_Data to use:_
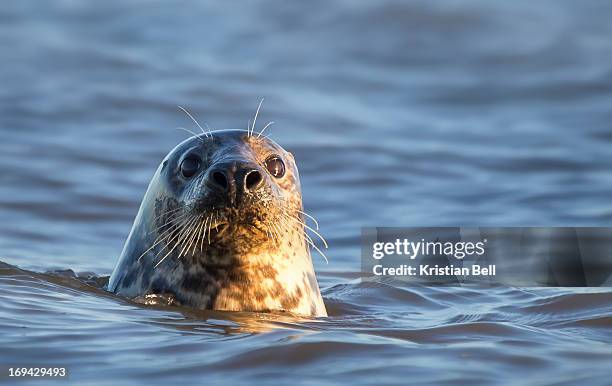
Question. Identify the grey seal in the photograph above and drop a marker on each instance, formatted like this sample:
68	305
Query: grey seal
222	227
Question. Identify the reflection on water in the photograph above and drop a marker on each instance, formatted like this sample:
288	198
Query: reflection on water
398	113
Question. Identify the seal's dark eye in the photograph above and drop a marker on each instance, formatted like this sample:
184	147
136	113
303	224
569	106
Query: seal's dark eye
275	166
190	166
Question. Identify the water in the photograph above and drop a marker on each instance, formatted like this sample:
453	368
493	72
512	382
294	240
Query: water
398	113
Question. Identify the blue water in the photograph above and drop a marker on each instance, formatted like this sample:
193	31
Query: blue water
398	113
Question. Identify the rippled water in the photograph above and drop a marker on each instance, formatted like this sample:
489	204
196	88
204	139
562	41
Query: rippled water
398	113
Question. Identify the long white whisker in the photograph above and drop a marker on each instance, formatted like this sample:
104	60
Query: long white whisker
255	118
193	119
265	127
192	133
310	217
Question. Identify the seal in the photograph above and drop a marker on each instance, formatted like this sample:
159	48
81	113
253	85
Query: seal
222	227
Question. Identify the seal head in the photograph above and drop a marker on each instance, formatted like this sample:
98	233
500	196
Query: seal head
222	227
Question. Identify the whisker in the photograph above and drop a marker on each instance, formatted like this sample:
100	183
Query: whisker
176	244
255	118
310	217
192	133
193	119
265	127
312	230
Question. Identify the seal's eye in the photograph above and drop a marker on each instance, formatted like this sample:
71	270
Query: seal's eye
190	166
275	166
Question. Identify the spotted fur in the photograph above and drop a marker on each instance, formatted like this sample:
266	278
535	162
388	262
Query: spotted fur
257	260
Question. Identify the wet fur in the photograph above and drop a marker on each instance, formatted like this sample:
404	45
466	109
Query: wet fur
252	265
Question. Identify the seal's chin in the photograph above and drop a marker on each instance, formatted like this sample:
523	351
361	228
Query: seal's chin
229	225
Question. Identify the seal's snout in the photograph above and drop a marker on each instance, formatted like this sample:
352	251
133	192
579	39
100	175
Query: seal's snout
235	180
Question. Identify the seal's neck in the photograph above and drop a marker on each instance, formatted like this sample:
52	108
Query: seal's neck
281	279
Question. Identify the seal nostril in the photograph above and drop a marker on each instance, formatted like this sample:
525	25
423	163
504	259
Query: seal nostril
252	179
220	179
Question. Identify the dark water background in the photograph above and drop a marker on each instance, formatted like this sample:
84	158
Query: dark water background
398	113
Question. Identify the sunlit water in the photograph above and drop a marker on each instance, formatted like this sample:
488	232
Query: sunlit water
398	113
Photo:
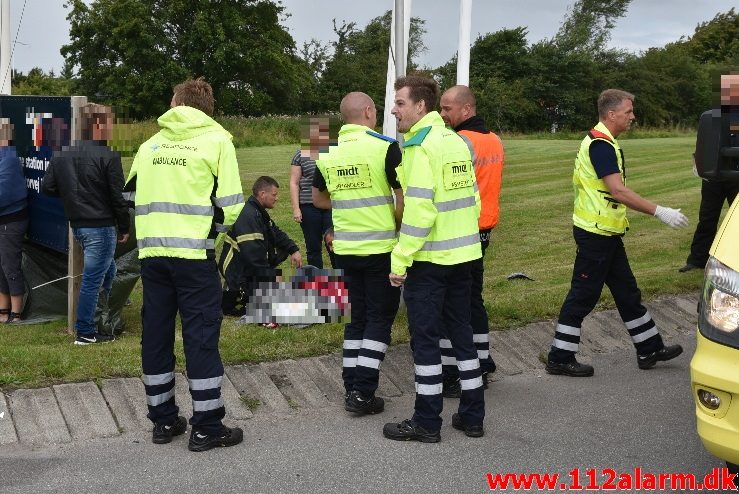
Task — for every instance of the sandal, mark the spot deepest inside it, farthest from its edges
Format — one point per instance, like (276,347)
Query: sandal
(13,317)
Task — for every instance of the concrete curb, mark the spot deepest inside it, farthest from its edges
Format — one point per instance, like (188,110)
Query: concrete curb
(38,418)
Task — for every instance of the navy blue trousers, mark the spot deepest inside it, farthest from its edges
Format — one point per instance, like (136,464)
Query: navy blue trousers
(478,320)
(374,304)
(601,259)
(437,297)
(192,288)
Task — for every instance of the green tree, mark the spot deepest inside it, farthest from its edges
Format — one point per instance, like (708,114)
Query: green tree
(588,24)
(132,52)
(359,59)
(717,41)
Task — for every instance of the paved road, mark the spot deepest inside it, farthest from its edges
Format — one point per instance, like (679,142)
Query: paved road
(621,418)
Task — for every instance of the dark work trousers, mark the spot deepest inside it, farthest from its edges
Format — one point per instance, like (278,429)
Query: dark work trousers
(438,297)
(314,224)
(601,259)
(713,196)
(374,303)
(193,288)
(478,320)
(11,244)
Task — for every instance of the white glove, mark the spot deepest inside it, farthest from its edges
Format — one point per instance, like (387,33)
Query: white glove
(671,217)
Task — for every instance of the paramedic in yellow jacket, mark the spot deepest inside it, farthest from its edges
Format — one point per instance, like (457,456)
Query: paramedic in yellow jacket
(187,189)
(356,179)
(438,242)
(599,217)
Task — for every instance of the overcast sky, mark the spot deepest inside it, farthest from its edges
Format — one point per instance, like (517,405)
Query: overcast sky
(44,28)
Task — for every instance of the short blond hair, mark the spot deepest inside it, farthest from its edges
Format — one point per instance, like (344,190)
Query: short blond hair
(610,99)
(195,93)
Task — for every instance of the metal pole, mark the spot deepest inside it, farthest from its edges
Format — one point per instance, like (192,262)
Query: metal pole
(5,71)
(75,257)
(463,50)
(388,122)
(398,55)
(400,42)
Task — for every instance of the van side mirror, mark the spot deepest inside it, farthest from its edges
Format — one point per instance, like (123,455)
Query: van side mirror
(717,147)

_Work item:_
Keep the pictures out while you retype all of the data above exactly as it appears.

_Answer box:_
Question. Identify the grey seal in the photograph above and drop a marker on each instance, formatted like this sample:
68	305
Query: grey seal
222	227
Question. Identify the reflection on water in the photograph above and drop a marker on each instance, formatted like this sample:
288	198
Query: reflection on water
398	113
Question. Identify the seal's dark eye in the photograph above and drop a marker on each instance, formatted like this sample:
184	147
136	113
303	224
569	106
Query: seal's dark eye
275	166
190	166
Question. Identify the water in the photograph above and drop a marker on each instance, formatted like this sample:
453	368
493	72
512	382
294	240
Query: water
398	113
Question. Identify the blue water in the photograph above and drop a marker on each instance, formatted like this sample:
193	31
Query: blue water
398	113
Question. Identify the rippled water in the photograph above and drop a marker on each instance, formatted like this sample:
489	204
196	88
204	139
562	41
Query: rippled water
398	113
Question. Identify the long white whisker in the photograph above and drop a marker on each instance, formatted like this sample:
104	60
Query: long white whisker
255	118
193	119
265	127
192	133
310	217
Question. Identify the seal in the photograph above and drop a marker on each instance, formatted like this sample:
159	48
81	113
253	85
Query: seal
222	227
Question. Identify the seal head in the photograph above and drop a marker on each instance, formatted like this sample:
98	233
500	196
Query: seal head
222	227
Question. Identify the whisker in the photograph above and drop a marker on each instance, formatted like this sample:
100	183
Query: whisker
176	244
255	118
310	217
192	133
193	119
265	127
312	230
Question. Identify the seal's eye in the photograph above and drop a marker on each instance, formatted like this sample:
71	270
Query: seal's eye
190	166
275	166
Question. Identify the spotted fur in the photograph above and drop a marker on each instance, formatted like this sample:
266	278
535	162
388	262
Query: spotted fur
257	260
Question. Identify the wet fur in the photograph above and drop a marker on each instance, formatted like this sample:
404	45
466	109
Query: wet fur
252	265
Question. Identify the seal's chin in the photograph above and drop a marker on each instance, formatted like this sample:
523	351
361	228
Query: seal's chin
229	225
Question. Identify the seal's snout in the photograph above and drop a marker on each instance, formatted like this sample:
352	251
133	192
579	39
100	175
Query: seal's snout
235	180
Question. Identify the seal's neck in the photograph above and drop a marker on each instance, formatted like this sample:
52	108
Query: seal's neck
281	279
Question. Identify the seal nostril in the photograph above and drop a marker on each instance, formatted like this sample:
525	25
423	163
504	259
Query: seal nostril
252	179
220	179
Question. Identify the dark water background in the photograph above and drop a marker on each instance, formatted like this sample:
84	158
Query: dark water background
398	113
Question. Identify the sunlit water in the photograph above and drop a marker on each instance, formatted like this sample:
488	232
Query: sunlit water
398	113
Photo:
Task — for every instance of the sandal, mark the spot deepest inside it, farthest from its edges
Format — one point per instance, like (276,347)
Query: sandal
(13,317)
Task — for every instance of the concrete curb, mark the spot deepest inside it, farthest from its edges
Format — one point per instance, like (188,110)
Query: concrete curb
(38,418)
Task — for every instance of the navy blue trousers, mark the spot deepest inside it, farthest from its edges
Format — one point per instance, like (136,464)
Query: navy blue trousers
(478,320)
(374,304)
(601,259)
(437,297)
(192,288)
Task — for every instance of the green tree, mark the spot deepest inside it, farthest from its edges
Format — one point per instance, like (708,114)
Query: green tree
(588,24)
(132,52)
(359,59)
(717,41)
Task — for every instance of the paved road, mark the spot deepest inside it, farthest from its edges
Format — one point per instance, like (679,142)
Query: paved road
(621,418)
Task — for every instance of the dark work trousers, mark the spot deepest inside it, farthest from its edges
Format — one point per instance, like (278,429)
Query: dark work trousers
(438,297)
(314,224)
(601,259)
(713,196)
(374,303)
(193,288)
(478,320)
(11,244)
Task — for every instance of the white glove, mark the spot deepest inside it, farthest from its edges
Format — one point per instance, like (387,33)
Query: white glove
(671,217)
Task — for every instance of the paramedic in yellow jacket, mark the spot deepest inside it, farthest from its edges
Format — one point per instance, like (457,456)
Query: paramedic in yellow jacket
(187,189)
(356,179)
(438,242)
(599,217)
Task — for every instance of the overcast sky, mark the spot deepest inside it, farthest from its edges
Format — one point per instance, like (517,405)
Query: overcast sky
(44,28)
Task — for every instance of the short blond hair, mark the spot deepest inside it, farthest from its edges
Format — one point per instance, like (344,190)
Query: short blond hair
(610,99)
(195,93)
Task — for every instance of the metal pole, mark the spot deepest inside it, farthest from its edges
Format — one point per instance, like (192,262)
Query: metal pole
(5,71)
(75,257)
(463,50)
(388,122)
(398,55)
(400,42)
Task — for every instance of the van side mirror, mark the spot deepest inside it, farthest from its edges
Format — one point per instance, like (123,455)
Query: van side mirror
(717,147)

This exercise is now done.